▶ [Aim of the task]: Can you resume the torflow revision 18401 commit notice, carrying it on from its final line?
* begin Quoted text *
[or-cvs] r18401: {torflow} Refactor HTML test to leverage HTTP SHA1 test first before p (torflow/trunk/NetworkScanners)

Thu Feb 5 12:23:49 UTC 2009

Author: mikeperry
Date: 2009-02-05 07:23:49 -0500 (Thu, 05 Feb 2009)
New Revision: 18401

Modified:
   torflow/trunk/NetworkScanners/libsoat.py
   torflow/trunk/NetworkScanners/soat.py
Log:

Refactor HTML test to leverage HTTP SHA1 test first before
performing tag or js diffing.



Modified: torflow/trunk/NetworkScanners/libsoat.py
===================================================================

--- torflow/trunk/NetworkScanners/libsoat.py	2009-02-05 10:53:24 UTC (rev 18400)
+++ torflow/trunk/NetworkScanners/libsoat.py	2009-02-05 12:23:49 UTC (rev 18401)
* end Quoted text *
* begin Raw records *
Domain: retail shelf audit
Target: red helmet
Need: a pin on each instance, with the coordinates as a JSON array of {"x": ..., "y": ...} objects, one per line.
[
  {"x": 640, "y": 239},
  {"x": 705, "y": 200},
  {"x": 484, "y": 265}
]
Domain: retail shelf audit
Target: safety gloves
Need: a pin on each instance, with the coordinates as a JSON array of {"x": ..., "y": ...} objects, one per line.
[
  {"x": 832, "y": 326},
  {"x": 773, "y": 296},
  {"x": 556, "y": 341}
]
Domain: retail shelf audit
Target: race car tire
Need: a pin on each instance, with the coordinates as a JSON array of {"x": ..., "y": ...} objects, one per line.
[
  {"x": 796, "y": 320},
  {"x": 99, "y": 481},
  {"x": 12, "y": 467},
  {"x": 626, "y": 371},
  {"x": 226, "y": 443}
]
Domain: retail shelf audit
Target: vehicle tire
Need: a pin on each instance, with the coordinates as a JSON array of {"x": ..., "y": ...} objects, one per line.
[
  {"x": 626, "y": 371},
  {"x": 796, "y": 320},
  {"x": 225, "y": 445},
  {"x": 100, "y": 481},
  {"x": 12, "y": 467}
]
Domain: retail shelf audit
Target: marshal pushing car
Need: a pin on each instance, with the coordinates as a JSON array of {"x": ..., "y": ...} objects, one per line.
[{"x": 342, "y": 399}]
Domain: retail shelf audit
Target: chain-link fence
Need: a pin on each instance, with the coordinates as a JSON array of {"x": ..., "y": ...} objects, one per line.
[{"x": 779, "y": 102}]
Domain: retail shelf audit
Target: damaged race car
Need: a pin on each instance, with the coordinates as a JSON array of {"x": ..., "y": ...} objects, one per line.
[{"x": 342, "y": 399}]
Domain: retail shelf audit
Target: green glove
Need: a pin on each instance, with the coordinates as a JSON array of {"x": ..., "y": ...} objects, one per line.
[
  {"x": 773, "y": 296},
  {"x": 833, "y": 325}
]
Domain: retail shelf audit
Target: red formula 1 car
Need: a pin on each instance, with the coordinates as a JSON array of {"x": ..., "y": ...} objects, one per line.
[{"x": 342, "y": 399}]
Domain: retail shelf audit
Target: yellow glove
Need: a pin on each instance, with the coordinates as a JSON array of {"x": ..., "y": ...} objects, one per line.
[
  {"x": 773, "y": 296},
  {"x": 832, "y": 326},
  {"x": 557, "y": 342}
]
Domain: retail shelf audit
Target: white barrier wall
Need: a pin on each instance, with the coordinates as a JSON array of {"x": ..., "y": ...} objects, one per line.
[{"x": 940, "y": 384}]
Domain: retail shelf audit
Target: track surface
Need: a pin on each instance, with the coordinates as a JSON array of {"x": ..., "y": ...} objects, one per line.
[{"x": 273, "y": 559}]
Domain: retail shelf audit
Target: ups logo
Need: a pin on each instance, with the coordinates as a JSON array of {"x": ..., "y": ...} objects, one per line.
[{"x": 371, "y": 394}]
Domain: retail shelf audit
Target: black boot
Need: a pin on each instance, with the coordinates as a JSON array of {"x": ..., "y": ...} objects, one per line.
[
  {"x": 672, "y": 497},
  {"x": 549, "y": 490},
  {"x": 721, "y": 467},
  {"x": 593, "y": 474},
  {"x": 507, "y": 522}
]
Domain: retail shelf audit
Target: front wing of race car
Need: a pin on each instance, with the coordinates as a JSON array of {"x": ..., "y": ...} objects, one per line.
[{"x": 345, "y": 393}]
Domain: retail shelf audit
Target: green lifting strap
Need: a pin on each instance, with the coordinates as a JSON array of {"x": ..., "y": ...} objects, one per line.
* end Raw records *
▶ [Exercise output]:
@@ -156,14 +156,10 @@
 class HtmlTestResult(TestResult):
   ''' Represents the result of a http test '''
   def __init__(self, exit_node, website, status, reason=None, 
-               tags=None, exit_tags=None, content=None, 
-               content_exit=None, content_old=None, tags_old=None):
+               content=None, content_exit=None, content_old=None):
     super(HtmlTestResult, self).__init__(exit_node, website, status)
     self.proto = "http"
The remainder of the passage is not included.